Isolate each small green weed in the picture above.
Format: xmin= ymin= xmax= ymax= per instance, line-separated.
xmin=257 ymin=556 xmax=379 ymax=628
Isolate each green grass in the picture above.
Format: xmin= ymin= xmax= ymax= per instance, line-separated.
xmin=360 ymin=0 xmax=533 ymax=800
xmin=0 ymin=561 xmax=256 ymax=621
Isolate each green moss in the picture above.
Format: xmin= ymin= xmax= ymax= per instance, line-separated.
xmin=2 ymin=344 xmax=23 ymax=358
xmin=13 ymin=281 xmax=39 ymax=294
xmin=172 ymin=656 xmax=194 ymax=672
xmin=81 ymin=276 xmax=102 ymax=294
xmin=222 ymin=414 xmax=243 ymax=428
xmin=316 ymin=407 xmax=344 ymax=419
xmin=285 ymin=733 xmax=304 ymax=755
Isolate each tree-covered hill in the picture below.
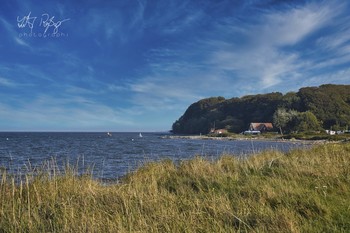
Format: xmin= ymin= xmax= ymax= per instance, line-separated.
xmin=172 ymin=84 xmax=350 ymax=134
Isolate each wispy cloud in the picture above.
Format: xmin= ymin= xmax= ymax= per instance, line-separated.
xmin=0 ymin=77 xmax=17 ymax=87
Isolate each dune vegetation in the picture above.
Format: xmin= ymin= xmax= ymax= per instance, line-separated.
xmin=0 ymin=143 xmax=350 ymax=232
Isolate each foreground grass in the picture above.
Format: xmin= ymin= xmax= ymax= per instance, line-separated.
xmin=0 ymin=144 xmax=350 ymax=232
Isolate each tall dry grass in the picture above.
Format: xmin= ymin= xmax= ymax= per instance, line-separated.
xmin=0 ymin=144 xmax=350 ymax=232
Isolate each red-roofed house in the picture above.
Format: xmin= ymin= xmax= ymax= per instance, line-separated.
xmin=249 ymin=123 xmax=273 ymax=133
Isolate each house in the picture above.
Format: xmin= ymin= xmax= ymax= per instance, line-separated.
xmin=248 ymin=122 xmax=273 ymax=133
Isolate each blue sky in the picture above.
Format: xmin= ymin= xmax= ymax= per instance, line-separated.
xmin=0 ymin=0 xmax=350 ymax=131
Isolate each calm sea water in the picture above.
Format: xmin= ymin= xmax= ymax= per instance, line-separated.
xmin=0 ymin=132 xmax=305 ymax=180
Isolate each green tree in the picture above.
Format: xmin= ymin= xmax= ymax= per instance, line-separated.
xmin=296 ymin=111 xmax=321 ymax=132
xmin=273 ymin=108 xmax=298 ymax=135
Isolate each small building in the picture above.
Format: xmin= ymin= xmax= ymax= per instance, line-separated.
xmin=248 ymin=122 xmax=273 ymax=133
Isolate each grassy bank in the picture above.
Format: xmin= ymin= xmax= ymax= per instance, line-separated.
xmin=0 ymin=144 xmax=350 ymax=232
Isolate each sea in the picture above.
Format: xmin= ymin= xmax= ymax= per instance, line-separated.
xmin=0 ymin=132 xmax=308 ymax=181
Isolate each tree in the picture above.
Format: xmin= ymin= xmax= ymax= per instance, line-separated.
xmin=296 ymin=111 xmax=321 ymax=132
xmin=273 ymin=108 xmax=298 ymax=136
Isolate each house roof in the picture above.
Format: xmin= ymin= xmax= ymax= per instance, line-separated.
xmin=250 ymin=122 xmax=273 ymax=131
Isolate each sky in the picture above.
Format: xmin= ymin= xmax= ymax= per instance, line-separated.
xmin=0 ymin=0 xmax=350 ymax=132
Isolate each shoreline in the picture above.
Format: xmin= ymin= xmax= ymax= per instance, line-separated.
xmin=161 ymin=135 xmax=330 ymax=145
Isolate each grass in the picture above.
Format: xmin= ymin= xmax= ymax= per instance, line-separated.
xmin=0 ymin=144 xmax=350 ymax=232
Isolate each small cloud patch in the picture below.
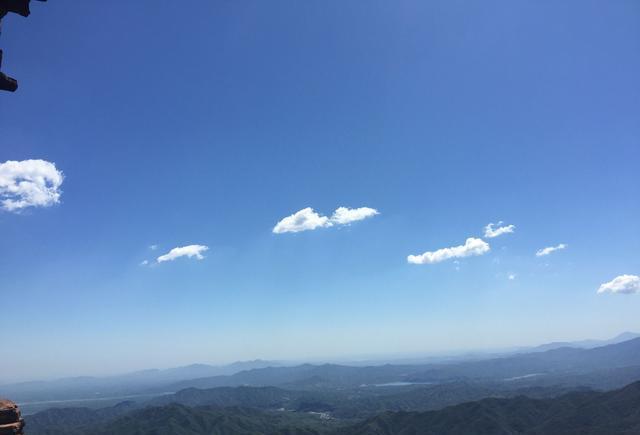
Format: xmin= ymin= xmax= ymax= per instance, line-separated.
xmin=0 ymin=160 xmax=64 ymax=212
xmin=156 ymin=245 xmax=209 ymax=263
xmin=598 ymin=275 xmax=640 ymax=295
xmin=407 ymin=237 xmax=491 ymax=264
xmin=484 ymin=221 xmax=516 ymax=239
* * *
- **WRITTEN TASK**
Rewrite all of the lines above, replacing "Isolate" with "Outline" and keeping everything else unchanged. Leave out the pictures.

- **FULL RESPONSE**
Outline each small green weed in the picture above.
Format: xmin= ymin= xmax= ymax= per instance, line-separated.
xmin=257 ymin=556 xmax=379 ymax=628
Outline each green grass in the picture above.
Format: xmin= ymin= xmax= ymax= per instance, line-separated.
xmin=360 ymin=0 xmax=533 ymax=800
xmin=0 ymin=561 xmax=256 ymax=621
Outline each green moss in the picture above.
Format: xmin= ymin= xmax= ymax= per instance, line-separated.
xmin=2 ymin=344 xmax=23 ymax=358
xmin=13 ymin=281 xmax=39 ymax=294
xmin=172 ymin=656 xmax=194 ymax=672
xmin=81 ymin=276 xmax=102 ymax=294
xmin=222 ymin=414 xmax=243 ymax=428
xmin=316 ymin=407 xmax=344 ymax=419
xmin=285 ymin=733 xmax=304 ymax=755
Outline each tree-covered hill in the picture below.
Format: xmin= ymin= xmax= ymax= per instance, line-separated.
xmin=172 ymin=84 xmax=350 ymax=134
Outline each wispy cloud in the picture above.
Format: xmin= ymin= xmax= ymax= per instance, line-separated.
xmin=0 ymin=77 xmax=17 ymax=87
Outline each dune vegetation in the picture above.
Format: xmin= ymin= xmax= ymax= per instance, line-separated.
xmin=0 ymin=143 xmax=350 ymax=232
Outline each foreground grass in the picture above.
Format: xmin= ymin= xmax= ymax= per instance, line-separated.
xmin=0 ymin=144 xmax=350 ymax=232
Outline each tall dry grass in the picture above.
Format: xmin= ymin= xmax= ymax= per instance, line-separated.
xmin=0 ymin=144 xmax=350 ymax=232
Outline each red-roofed house in the picture above.
Format: xmin= ymin= xmax= ymax= per instance, line-separated.
xmin=249 ymin=123 xmax=273 ymax=133
Outline each house in the picture above.
Format: xmin= ymin= xmax= ymax= per instance, line-separated.
xmin=248 ymin=122 xmax=273 ymax=133
Outline each blue sky in the picture above.
Format: xmin= ymin= xmax= ymax= per instance, line-separated.
xmin=0 ymin=0 xmax=350 ymax=131
Outline each calm sea water in the picture above.
Format: xmin= ymin= xmax= ymax= per instance, line-separated.
xmin=0 ymin=132 xmax=305 ymax=180
Outline each green tree in the picture above.
Format: xmin= ymin= xmax= ymax= per instance, line-separated.
xmin=296 ymin=111 xmax=321 ymax=132
xmin=273 ymin=108 xmax=298 ymax=135
Outline each small building in the picture above.
Format: xmin= ymin= xmax= ymax= per instance, line-separated.
xmin=248 ymin=122 xmax=273 ymax=133
Outline each grassy bank in the picture above.
Format: xmin= ymin= xmax= ymax= per instance, line-separated.
xmin=0 ymin=144 xmax=350 ymax=232
Outline each sea in the picture above.
Format: xmin= ymin= xmax= ymax= per instance, line-separated.
xmin=0 ymin=132 xmax=308 ymax=181
Outline each tree in the picture above.
Format: xmin= ymin= xmax= ymax= per instance, line-separated.
xmin=296 ymin=111 xmax=321 ymax=132
xmin=273 ymin=108 xmax=298 ymax=136
Outline each house roof in the picture above.
Format: xmin= ymin= xmax= ymax= per instance, line-separated.
xmin=250 ymin=122 xmax=273 ymax=131
Outline each sky in the picture above.
Format: xmin= ymin= xmax= ymax= per instance, line-separated.
xmin=0 ymin=0 xmax=350 ymax=132
Outline each shoreline in the picture above.
Format: xmin= ymin= xmax= ymax= per instance, line-separated.
xmin=161 ymin=135 xmax=330 ymax=145
Outline each grass in the picture above.
Format: xmin= ymin= xmax= ymax= per instance, line-separated.
xmin=0 ymin=144 xmax=350 ymax=232
Outline each small cloud patch in the picture below.
Format: xmin= ymin= xmax= ymax= per instance, line-separated.
xmin=0 ymin=160 xmax=64 ymax=212
xmin=156 ymin=245 xmax=209 ymax=263
xmin=598 ymin=275 xmax=640 ymax=295
xmin=407 ymin=237 xmax=491 ymax=264
xmin=484 ymin=221 xmax=516 ymax=239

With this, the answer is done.